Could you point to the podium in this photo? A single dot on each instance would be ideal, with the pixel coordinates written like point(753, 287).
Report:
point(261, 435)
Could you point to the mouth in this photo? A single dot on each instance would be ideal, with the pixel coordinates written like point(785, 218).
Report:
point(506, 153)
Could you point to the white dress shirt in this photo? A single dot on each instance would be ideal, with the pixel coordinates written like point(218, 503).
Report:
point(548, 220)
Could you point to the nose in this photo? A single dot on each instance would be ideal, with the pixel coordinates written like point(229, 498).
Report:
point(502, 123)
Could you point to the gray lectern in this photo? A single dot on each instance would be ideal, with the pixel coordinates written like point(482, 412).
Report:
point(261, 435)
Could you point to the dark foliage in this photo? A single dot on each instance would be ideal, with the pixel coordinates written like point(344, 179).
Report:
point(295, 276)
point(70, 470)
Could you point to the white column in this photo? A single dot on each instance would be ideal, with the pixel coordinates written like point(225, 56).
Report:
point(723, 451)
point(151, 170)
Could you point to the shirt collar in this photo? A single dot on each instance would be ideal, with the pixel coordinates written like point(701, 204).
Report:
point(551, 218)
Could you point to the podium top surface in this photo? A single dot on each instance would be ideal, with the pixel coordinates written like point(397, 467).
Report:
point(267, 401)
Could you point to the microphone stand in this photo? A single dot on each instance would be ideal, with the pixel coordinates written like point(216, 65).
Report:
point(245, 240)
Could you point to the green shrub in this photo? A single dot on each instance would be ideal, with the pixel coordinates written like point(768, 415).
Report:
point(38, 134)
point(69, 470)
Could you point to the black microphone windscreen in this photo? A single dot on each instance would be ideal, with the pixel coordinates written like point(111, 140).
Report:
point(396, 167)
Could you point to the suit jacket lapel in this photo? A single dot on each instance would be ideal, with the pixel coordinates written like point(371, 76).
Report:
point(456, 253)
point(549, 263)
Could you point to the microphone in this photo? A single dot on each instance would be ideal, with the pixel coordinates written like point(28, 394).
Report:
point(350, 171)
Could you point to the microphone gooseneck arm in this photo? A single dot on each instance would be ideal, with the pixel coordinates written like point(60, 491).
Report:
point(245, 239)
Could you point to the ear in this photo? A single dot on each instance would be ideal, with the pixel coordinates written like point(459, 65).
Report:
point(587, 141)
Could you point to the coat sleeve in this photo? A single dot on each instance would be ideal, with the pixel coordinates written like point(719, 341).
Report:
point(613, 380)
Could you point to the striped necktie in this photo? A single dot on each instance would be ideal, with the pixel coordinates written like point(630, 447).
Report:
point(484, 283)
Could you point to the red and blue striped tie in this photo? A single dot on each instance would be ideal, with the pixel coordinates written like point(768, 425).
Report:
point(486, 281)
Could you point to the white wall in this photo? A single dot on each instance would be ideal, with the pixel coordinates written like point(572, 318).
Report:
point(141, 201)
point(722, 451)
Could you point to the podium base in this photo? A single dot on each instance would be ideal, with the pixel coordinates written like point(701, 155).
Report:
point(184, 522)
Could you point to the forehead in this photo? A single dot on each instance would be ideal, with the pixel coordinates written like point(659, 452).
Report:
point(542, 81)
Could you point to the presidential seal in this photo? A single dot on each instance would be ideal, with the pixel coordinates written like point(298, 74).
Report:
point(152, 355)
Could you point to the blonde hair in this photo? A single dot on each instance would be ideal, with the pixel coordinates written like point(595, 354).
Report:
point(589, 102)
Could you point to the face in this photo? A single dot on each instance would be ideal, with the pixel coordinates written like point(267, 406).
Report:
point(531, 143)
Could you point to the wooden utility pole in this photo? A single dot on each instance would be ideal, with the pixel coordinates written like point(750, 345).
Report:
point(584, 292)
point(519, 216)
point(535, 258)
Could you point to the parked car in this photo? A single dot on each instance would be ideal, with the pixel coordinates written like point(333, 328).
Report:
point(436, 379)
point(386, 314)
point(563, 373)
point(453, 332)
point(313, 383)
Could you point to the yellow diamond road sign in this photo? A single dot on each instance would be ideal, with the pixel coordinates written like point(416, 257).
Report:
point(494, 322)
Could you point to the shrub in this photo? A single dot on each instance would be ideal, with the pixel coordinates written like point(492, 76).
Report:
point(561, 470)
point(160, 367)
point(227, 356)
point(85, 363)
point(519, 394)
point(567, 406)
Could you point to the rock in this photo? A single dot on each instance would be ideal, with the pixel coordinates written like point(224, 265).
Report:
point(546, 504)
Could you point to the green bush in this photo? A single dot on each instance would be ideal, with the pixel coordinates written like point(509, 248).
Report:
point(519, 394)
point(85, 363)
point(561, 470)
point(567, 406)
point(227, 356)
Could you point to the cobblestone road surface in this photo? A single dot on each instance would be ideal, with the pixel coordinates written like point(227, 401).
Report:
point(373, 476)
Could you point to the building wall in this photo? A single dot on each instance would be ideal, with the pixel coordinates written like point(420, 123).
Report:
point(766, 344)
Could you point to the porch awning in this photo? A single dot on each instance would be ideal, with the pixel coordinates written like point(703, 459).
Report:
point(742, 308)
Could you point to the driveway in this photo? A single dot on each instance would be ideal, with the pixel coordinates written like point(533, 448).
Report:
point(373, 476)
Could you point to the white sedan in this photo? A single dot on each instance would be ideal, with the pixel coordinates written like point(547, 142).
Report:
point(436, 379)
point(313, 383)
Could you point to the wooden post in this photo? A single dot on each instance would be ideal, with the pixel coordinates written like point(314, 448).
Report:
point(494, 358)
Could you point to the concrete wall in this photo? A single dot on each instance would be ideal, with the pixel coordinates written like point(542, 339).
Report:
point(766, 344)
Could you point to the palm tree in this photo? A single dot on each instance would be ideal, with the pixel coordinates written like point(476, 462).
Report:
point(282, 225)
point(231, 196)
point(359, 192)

□ □ □ □

DESCRIPTION OF THE TASK = Write out all of the records above word for word, leaving every line unchanged.

COMPLETED EXERCISE =
Could you point to the podium in this photo? A single dot on each instance would be ideal, with the pixel coordinates written like point(753, 287).
Report:
point(261, 435)
Could you point to the mouth in this photo? A single dot on each instance would be ideal, with the pixel coordinates written like point(785, 218).
Report:
point(506, 153)
Could you point to the white dress shirt in this photo? A single dot on each instance would be ideal, with the pixel coordinates written like point(218, 503).
Report:
point(548, 220)
Could you point to the nose in this photo? A single dot on each instance would be ideal, with the pixel coordinates written like point(229, 498).
Report:
point(502, 123)
Could you point to the gray lectern in this photo? A single dot on each instance would be ideal, with the pixel coordinates written like point(482, 412).
Report:
point(261, 435)
Could you point to the dark foliage in this photo? A single dot on each instance would be ideal, with the pixel coordinates written like point(344, 179).
Report:
point(295, 276)
point(70, 470)
Could you point to the white column in this photo? A single dot on each instance would be ideal, with the pixel coordinates written like point(225, 56).
Report:
point(723, 451)
point(151, 170)
Could you point to the shirt collar in this photo? A single dot on each instance would be ideal, with the pixel coordinates written like point(701, 204).
Report:
point(551, 218)
Could you point to the podium top surface in this photo? A single dot on each instance would be ideal, with the pixel coordinates written like point(397, 467).
Report:
point(267, 401)
Could you point to the microphone stand in this photo? A single dot on each instance would be ideal, with the pixel coordinates written like point(216, 65).
Report:
point(245, 240)
Could you point to the green shrub in this photo? A single dot on each instance would be ideal, with the pixel coordinates written like point(768, 415).
Report:
point(38, 134)
point(69, 470)
Could you point to the black microphone windscreen in this photo? A single dot on each instance would be ideal, with the pixel coordinates written like point(111, 140).
Report:
point(396, 167)
Could you point to the suit jacket lapel in this photo? A single dot on each instance would be ideal, with the pixel coordinates written like point(371, 76).
Report:
point(456, 253)
point(549, 263)
Could you point to the microphone in this photo? A single dot on each instance would be ideal, with the pixel coordinates written like point(28, 394).
Report:
point(350, 171)
Could you point to the microphone gooseneck arm in this photo? A single dot on each instance would be ideal, with the pixel coordinates written like point(60, 491).
Report:
point(245, 239)
Could you point to the ear in this photo? A single dot on each instance would be ideal, with the pixel coordinates written like point(459, 65).
Report:
point(587, 141)
Could you point to the coat sleeve in this photo? A single dot on each instance would be ideal, with the pixel coordinates written like point(719, 341).
Report:
point(613, 380)
Could you point to the striped necktie in this photo? A single dot on each instance would be ideal, with the pixel coordinates written like point(630, 447).
Report:
point(484, 283)
Could you point to the red and blue striped tie in this photo? A single dot on each instance would be ideal, with the pixel coordinates written like point(768, 425).
Report:
point(486, 281)
Could you point to the white wall in this photo? A single dot on each instance would be ideal, with the pixel coordinates written like point(572, 318).
Report:
point(141, 201)
point(722, 451)
Could you point to the podium base in this photo? A single dot on each instance would be ideal, with the pixel coordinates written like point(701, 155).
Report:
point(184, 522)
Could you point to the forehead in this photo? A single dot on each instance would be ideal, with the pixel coordinates written like point(659, 452).
Report:
point(542, 81)
Could you point to the presidential seal in this photo? A single dot on each instance would be ideal, with the pixel coordinates written like point(298, 74).
Report:
point(152, 355)
Could you point to the blonde hair in this photo? A single dot on each instance would be ideal, with the pixel coordinates written like point(595, 354).
Report:
point(589, 102)
Could you point to the face in this photo? A single dot on each instance would be ideal, with the pixel coordinates written like point(267, 406).
Report:
point(531, 143)
Could you point to the wooden utility pole in this photo? A single dot on each instance would be ideal, with the pixel coordinates written like point(750, 345).
Report:
point(584, 292)
point(519, 216)
point(535, 258)
Could you point to the parked car in this photo? A single dot on each instance would be ideal, with the pixel coordinates written like point(333, 328).
Report:
point(436, 379)
point(386, 314)
point(563, 373)
point(453, 332)
point(313, 383)
Could you point to the yellow diamond road sign in this photo? A single dot on each instance would be ideal, with the pixel coordinates written like point(416, 257).
Report:
point(494, 322)
Could you point to the shrub in this photo? A single dot on each instance would be ideal, with the pixel coordinates written like point(492, 76).
Report:
point(561, 470)
point(160, 367)
point(227, 356)
point(85, 363)
point(519, 394)
point(567, 406)
Could you point to the rock in this photo? A single dot on each instance would be ideal, with the pixel coordinates written like point(224, 265).
Report:
point(546, 504)
Could you point to the green bush in this photo? A single dot on each instance would be ideal, with the pixel coordinates written like point(509, 248).
Report:
point(519, 394)
point(85, 363)
point(561, 470)
point(567, 406)
point(227, 356)
Could you point to the cobblestone road surface in this photo? A single dot on each instance would be ideal, with the pixel coordinates written like point(227, 401).
Report:
point(373, 476)
Could you point to the building wall in this photo? A single dot on each instance would be ideal, with the pixel coordinates written like point(420, 123).
Report:
point(766, 344)
Could you point to the porch awning in this photo? A single dot on each instance would be ideal, with the pixel coordinates written like point(703, 459).
Report:
point(742, 308)
Could you point to the driveway in this photo? A single dot on each instance would be ideal, with the pixel coordinates written like point(533, 448).
Report:
point(373, 476)
Could you point to the white sedan in this photo? A single dot on each instance would be ideal, with the pixel coordinates written like point(547, 142).
Report:
point(436, 379)
point(313, 383)
Could you point to the wooden post in this photo? A single dot on each instance would be ideal, with the pixel coordinates written like point(314, 448).
Report:
point(494, 358)
Could you point to the concrete wall in this photo? A single dot on each instance would be ideal, with the pixel coordinates written like point(542, 339).
Report:
point(766, 344)
Could you point to the palm tree in this photo? A single dot on each instance would be ideal, with the pixel coordinates written like point(476, 462).
Report:
point(282, 225)
point(231, 196)
point(359, 192)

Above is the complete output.